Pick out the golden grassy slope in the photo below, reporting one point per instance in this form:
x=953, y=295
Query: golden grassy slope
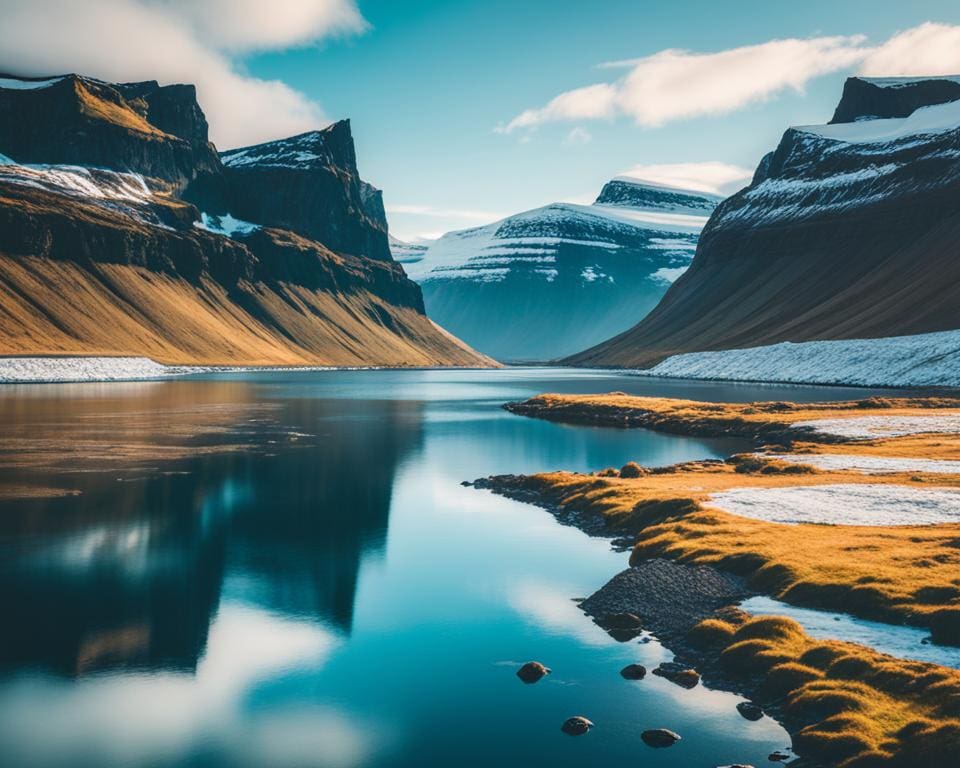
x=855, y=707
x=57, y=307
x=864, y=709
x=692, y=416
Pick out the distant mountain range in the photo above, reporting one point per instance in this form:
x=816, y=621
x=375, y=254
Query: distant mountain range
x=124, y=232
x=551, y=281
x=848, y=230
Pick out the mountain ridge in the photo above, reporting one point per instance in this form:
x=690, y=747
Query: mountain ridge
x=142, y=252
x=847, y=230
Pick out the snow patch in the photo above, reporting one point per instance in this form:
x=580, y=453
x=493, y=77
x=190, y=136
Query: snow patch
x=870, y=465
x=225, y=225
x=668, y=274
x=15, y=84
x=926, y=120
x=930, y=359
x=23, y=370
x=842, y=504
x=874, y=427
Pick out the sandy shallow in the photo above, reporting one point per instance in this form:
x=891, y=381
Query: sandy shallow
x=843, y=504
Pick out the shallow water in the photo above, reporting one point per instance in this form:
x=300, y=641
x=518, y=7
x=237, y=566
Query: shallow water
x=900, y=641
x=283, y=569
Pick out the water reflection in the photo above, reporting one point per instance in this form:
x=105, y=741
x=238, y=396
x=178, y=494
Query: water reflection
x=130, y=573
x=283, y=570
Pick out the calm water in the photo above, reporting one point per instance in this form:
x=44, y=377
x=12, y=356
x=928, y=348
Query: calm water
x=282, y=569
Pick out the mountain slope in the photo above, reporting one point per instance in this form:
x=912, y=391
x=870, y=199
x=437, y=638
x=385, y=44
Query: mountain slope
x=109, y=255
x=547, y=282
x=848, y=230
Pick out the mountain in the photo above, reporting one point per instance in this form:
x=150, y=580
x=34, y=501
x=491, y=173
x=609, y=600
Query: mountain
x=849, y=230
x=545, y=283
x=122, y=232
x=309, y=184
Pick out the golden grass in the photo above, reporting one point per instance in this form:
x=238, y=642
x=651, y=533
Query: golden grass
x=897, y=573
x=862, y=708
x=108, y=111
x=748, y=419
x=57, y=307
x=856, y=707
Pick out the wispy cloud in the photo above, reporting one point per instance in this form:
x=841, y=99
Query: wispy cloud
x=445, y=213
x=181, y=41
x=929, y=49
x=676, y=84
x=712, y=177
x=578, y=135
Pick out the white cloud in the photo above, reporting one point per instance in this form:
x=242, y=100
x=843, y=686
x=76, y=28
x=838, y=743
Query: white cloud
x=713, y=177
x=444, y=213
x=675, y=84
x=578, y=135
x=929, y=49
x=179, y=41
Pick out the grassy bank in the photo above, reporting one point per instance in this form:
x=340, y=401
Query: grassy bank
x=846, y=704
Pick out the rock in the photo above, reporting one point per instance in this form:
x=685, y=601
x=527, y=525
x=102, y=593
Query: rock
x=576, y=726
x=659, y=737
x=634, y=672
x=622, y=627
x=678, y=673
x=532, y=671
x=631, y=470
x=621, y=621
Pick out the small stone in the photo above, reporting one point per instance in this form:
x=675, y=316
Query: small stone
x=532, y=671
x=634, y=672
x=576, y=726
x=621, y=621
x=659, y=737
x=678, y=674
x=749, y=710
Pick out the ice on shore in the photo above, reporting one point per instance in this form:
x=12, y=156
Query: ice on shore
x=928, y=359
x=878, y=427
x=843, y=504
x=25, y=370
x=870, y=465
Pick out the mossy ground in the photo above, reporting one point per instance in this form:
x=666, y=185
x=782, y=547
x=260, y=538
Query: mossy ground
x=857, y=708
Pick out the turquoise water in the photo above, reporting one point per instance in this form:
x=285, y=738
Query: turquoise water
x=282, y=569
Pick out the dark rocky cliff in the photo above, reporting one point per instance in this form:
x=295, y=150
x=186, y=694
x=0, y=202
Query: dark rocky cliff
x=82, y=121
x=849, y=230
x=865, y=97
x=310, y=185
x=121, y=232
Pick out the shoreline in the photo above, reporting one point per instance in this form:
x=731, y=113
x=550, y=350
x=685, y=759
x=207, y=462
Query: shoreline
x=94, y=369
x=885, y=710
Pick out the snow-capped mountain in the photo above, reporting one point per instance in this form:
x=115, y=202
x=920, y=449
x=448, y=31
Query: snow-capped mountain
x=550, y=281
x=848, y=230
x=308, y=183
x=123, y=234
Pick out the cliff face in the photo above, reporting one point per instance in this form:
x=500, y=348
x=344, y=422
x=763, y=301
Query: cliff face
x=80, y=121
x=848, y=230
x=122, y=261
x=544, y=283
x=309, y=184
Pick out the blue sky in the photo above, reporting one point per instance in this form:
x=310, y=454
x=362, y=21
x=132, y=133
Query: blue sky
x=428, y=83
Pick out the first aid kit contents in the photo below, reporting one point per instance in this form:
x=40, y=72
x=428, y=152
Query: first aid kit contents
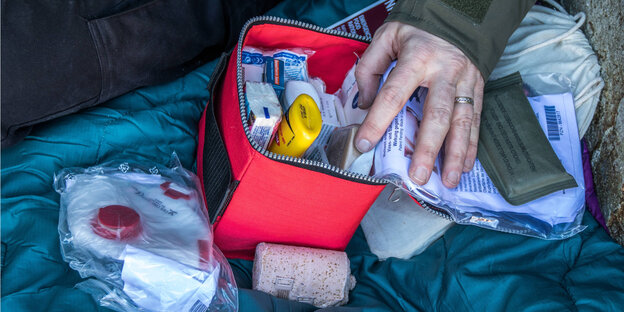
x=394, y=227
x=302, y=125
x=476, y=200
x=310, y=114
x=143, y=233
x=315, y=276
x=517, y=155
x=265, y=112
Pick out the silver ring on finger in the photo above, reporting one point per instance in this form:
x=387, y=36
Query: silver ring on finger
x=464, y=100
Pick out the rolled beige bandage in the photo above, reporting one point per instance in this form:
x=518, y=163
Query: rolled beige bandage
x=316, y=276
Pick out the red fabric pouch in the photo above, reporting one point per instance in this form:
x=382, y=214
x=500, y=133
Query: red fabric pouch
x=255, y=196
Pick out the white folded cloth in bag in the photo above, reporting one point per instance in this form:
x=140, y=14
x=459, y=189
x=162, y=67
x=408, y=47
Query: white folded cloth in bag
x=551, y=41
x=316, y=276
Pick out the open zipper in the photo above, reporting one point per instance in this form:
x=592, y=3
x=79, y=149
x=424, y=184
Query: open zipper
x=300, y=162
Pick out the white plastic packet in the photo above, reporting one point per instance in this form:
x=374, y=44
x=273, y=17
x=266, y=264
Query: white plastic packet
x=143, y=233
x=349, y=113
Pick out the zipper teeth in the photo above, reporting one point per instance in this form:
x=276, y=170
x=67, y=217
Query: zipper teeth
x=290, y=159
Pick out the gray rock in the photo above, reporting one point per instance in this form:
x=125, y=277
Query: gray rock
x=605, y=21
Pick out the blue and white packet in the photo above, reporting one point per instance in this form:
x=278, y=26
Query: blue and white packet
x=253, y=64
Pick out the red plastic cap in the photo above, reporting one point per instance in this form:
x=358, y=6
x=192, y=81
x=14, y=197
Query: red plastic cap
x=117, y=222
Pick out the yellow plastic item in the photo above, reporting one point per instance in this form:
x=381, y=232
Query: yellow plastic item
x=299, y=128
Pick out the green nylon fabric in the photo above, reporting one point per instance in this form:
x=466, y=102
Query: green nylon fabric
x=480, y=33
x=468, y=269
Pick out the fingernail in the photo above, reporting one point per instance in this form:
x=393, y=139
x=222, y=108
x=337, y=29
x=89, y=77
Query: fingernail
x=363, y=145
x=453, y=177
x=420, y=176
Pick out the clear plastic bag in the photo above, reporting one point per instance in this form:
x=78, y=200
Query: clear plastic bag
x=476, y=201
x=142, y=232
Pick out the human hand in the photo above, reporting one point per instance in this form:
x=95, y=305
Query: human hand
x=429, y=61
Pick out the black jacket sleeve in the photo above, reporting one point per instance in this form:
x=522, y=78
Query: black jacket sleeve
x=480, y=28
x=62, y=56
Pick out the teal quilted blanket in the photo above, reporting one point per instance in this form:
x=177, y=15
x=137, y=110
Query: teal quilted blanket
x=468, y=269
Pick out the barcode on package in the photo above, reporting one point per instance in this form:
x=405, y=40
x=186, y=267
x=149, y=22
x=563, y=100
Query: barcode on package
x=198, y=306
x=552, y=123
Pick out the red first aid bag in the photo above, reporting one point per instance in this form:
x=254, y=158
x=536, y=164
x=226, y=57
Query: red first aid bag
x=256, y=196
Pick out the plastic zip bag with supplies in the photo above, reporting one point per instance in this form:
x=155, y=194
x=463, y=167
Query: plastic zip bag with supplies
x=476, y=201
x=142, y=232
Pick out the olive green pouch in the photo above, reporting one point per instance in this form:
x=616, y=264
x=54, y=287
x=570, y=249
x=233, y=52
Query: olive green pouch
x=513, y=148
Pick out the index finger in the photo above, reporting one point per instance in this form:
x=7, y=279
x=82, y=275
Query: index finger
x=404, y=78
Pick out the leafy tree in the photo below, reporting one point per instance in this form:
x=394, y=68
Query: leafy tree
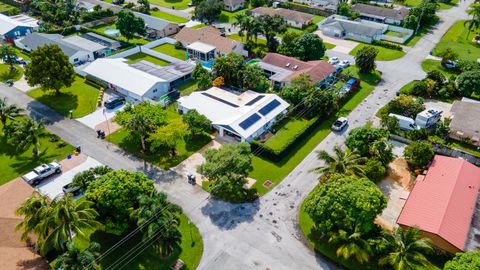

*Job*:
Write out again the lines from the records above, starting at the line that contains "Pick out the mountain in" and stopping after the line that contains "x=856, y=707", with no changes.

*Result for this exercise*:
Pick out the mountain in the photo above, reporting one point per instance in this form:
x=150, y=580
x=34, y=501
x=491, y=173
x=609, y=600
Query: mountain
x=849, y=230
x=545, y=283
x=122, y=232
x=309, y=184
Pick out the golden grass in the photo above, reporting one point per instance in this form:
x=238, y=642
x=651, y=533
Query: golden grass
x=897, y=573
x=862, y=708
x=108, y=111
x=748, y=419
x=57, y=307
x=856, y=707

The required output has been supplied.